#### DATA PROVIDED ####

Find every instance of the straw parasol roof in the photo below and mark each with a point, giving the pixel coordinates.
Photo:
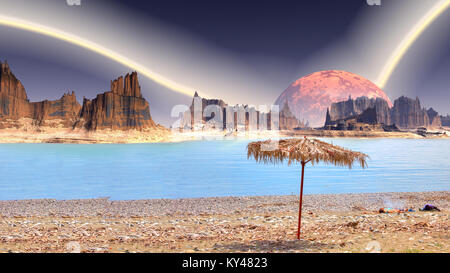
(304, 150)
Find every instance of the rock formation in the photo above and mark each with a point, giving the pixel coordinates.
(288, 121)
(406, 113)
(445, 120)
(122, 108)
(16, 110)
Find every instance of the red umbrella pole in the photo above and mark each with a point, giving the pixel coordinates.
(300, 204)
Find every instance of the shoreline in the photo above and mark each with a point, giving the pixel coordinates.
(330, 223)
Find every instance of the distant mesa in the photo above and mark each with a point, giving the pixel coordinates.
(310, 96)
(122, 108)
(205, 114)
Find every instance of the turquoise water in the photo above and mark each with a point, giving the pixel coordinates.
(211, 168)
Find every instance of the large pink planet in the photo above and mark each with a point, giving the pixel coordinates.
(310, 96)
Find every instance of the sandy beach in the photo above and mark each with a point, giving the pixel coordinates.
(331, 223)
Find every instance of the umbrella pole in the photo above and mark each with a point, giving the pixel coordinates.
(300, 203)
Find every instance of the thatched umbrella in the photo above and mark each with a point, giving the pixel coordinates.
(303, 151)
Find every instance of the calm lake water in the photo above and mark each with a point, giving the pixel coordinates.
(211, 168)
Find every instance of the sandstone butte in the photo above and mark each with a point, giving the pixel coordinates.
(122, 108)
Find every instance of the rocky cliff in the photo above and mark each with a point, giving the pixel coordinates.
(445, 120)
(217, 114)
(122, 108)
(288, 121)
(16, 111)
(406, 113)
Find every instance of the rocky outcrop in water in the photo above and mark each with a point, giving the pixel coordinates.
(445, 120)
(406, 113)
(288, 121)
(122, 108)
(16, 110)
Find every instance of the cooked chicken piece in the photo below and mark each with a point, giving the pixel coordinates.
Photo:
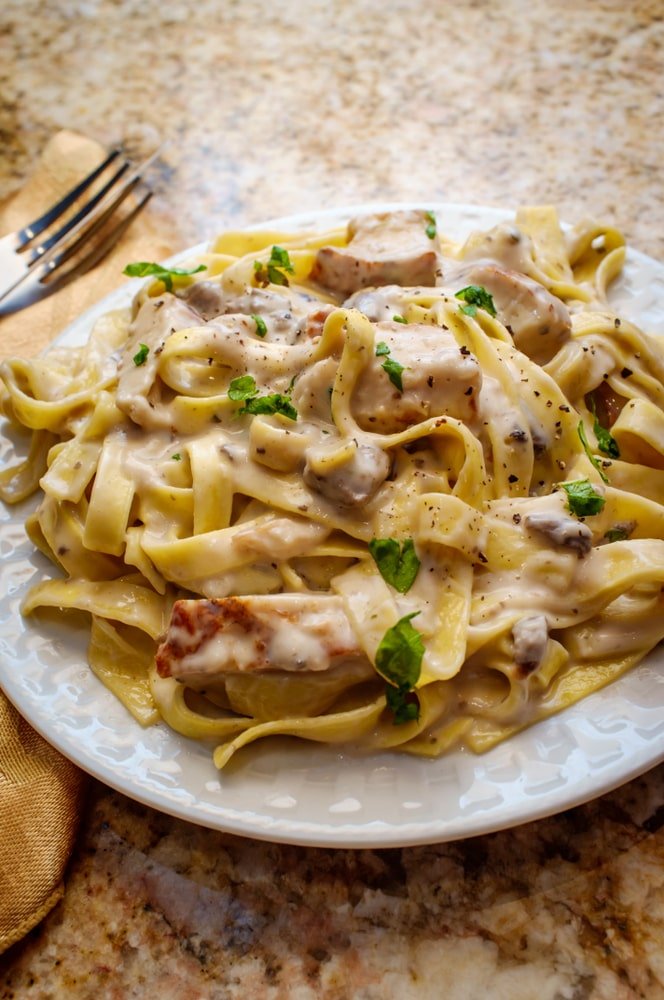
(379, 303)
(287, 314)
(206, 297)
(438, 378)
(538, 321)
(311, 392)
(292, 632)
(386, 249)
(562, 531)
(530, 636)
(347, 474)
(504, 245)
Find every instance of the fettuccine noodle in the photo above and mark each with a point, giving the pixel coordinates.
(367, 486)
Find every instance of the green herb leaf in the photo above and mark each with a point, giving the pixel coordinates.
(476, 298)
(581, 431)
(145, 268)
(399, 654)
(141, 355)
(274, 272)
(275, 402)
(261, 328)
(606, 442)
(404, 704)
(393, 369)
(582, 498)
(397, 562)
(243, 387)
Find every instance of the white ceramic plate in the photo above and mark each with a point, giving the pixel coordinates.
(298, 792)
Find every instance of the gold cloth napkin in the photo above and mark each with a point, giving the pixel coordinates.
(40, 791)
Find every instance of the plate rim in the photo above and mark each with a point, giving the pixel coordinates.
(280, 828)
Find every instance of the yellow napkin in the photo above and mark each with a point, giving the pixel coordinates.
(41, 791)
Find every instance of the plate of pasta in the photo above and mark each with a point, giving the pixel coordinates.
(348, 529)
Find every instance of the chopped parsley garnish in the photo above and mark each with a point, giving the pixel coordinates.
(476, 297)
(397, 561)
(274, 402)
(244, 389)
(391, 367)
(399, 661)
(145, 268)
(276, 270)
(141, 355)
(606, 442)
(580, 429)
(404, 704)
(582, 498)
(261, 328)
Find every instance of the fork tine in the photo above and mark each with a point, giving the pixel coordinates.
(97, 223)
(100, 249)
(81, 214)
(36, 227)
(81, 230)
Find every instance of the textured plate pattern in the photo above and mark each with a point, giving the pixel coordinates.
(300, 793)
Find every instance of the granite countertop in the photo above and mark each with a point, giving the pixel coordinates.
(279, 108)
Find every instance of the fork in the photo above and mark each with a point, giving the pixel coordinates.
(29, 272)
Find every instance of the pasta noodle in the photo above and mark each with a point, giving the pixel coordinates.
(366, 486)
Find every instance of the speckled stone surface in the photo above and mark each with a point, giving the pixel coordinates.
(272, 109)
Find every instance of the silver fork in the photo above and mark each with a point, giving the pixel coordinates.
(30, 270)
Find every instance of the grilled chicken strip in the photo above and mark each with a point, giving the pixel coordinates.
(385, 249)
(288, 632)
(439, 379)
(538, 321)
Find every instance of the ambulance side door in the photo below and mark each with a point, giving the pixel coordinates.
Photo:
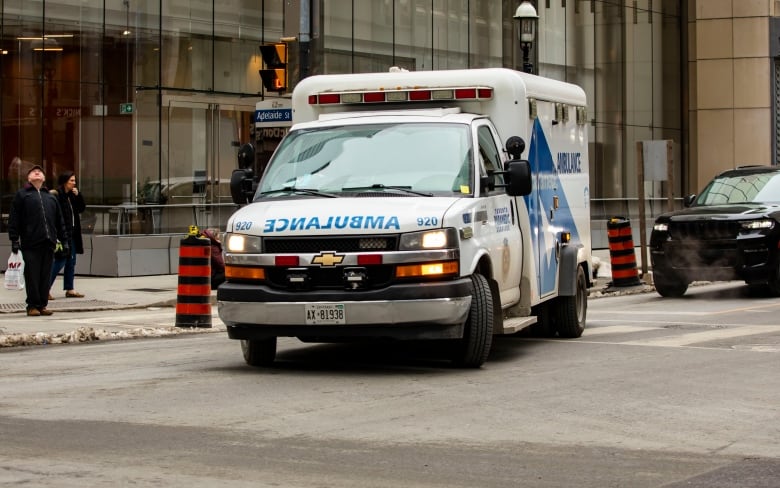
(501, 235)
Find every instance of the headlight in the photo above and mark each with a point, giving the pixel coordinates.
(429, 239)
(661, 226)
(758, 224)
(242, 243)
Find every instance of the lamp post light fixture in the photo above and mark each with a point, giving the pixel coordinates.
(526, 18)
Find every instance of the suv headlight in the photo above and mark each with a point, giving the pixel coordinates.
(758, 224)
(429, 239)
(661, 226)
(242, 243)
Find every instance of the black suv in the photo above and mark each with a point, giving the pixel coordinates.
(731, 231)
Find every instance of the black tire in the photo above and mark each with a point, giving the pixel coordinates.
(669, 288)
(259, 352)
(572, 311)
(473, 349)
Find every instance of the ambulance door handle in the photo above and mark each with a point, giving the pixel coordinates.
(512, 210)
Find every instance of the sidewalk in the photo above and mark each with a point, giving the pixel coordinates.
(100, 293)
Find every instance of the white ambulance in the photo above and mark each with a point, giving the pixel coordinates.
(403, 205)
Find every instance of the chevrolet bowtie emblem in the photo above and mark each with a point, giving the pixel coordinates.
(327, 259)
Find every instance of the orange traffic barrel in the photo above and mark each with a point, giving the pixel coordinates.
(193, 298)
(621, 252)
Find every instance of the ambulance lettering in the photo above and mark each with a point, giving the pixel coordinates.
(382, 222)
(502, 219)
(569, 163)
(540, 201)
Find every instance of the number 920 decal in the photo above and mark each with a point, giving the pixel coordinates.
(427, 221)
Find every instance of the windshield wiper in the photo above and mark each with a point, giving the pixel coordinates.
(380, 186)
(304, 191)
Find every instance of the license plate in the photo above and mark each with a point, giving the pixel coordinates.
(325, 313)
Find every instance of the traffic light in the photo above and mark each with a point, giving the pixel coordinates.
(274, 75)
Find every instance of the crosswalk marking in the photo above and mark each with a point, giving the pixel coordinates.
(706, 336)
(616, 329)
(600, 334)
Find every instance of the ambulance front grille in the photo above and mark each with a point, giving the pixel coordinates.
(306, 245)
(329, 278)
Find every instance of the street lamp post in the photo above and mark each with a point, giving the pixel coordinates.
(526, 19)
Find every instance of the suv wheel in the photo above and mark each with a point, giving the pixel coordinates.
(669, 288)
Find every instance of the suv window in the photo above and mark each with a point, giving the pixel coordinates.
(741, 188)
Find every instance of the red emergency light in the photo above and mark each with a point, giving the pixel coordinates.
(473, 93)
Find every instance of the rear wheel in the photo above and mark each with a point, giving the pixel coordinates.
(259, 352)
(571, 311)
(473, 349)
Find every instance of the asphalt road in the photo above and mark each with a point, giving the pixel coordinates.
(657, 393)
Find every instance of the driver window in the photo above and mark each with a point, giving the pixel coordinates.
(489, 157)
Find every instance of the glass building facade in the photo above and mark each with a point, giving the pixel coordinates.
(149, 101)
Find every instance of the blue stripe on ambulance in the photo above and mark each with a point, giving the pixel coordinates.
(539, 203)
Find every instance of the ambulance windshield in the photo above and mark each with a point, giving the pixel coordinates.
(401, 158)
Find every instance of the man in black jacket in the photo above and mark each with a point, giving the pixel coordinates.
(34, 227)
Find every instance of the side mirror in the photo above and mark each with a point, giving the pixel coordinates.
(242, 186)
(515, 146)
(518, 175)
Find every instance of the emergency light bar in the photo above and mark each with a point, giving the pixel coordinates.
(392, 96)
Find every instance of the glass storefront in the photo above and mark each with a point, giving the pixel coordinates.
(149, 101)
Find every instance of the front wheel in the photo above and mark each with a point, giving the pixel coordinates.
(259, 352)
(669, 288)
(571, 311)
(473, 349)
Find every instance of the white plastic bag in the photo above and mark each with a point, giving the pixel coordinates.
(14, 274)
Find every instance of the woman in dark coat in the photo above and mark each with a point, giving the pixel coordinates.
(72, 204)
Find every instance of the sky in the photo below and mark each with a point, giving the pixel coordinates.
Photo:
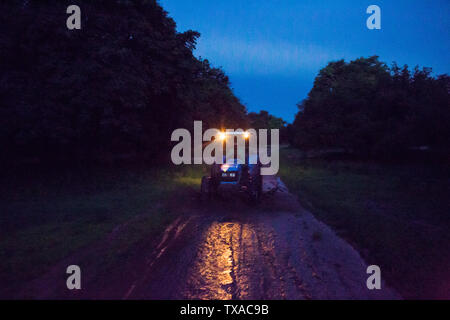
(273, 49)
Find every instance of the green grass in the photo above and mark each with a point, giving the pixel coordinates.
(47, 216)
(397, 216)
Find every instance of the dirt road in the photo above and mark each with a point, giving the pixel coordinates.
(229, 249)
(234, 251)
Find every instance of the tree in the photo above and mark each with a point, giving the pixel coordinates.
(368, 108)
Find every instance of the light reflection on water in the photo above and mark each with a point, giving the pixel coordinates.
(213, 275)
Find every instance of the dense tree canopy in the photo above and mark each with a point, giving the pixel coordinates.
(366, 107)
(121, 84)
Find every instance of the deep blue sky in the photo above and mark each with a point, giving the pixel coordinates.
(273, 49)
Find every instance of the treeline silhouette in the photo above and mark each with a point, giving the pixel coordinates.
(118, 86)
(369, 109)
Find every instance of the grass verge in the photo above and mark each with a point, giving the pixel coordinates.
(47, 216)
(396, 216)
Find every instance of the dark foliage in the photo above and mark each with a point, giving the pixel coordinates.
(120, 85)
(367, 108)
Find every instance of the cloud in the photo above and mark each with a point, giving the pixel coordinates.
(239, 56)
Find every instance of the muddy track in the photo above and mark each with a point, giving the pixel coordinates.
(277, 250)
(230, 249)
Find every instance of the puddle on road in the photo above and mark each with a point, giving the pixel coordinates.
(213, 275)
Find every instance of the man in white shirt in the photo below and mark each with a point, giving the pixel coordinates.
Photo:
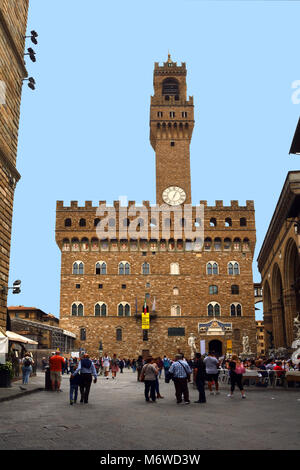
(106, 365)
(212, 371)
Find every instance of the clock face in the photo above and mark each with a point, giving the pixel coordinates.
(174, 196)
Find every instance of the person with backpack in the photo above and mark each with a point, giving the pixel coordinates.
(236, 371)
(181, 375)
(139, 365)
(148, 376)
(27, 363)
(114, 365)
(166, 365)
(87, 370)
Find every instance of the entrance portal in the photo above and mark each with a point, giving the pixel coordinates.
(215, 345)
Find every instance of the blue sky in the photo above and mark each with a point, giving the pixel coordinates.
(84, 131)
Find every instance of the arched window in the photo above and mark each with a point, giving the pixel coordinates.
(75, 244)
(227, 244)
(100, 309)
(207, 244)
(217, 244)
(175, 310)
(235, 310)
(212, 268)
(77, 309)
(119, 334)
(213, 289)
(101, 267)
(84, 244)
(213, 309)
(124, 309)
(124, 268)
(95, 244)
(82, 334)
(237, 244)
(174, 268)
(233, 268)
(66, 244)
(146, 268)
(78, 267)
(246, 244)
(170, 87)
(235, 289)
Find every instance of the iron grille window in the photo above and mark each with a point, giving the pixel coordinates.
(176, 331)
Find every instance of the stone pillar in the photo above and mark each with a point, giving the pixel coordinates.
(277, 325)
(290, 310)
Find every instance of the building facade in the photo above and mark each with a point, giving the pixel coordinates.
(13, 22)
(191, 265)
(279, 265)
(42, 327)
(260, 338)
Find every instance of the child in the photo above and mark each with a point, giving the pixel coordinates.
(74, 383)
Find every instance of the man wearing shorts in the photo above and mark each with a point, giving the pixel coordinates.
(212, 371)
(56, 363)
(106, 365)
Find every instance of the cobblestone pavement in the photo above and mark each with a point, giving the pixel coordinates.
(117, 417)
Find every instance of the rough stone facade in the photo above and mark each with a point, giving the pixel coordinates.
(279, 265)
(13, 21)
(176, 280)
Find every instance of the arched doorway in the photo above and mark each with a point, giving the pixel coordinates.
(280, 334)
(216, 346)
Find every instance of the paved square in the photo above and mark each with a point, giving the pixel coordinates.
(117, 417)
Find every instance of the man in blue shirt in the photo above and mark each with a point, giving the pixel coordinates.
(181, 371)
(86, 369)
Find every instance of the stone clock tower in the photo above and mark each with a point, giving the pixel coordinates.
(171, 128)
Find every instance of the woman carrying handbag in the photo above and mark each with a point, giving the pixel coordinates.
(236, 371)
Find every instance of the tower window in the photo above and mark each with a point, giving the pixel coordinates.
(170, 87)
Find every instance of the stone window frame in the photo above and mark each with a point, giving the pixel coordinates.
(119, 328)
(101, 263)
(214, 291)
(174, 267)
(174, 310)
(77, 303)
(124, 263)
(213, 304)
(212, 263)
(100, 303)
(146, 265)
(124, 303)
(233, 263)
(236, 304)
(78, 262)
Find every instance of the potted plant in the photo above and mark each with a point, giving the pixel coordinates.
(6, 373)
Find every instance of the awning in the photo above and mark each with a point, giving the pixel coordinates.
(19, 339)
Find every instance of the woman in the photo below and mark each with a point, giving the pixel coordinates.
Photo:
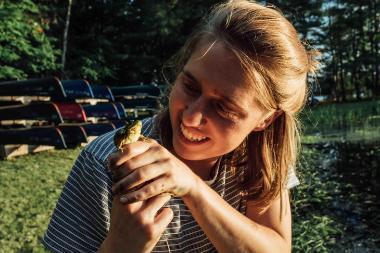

####

▶ _EXERCISE GOAL_
Every line above that holds the word "below" should be copied out.

▶ _PROBLEM SOLUTION_
Find every instance of the straw parasol roof in the photo below and mark each with a point, giving the pixel coordinates.
Find every instance of the cooked chicken piece in the photo below and mark each with a point, giving the pixel coordinates.
Find every instance of the ambulance side door in the photo below and mark each with a point, giving the pixel coordinates.
Find every instance of the sky in the photo below and mark each with a point, giving the pixel coordinates.
Find every instance of the man in white shirt in the photo below and mark each with a point, giving the pixel coordinates.
Find every instance of the woman in the photo below and mark each with a point, giving the pixel coordinates.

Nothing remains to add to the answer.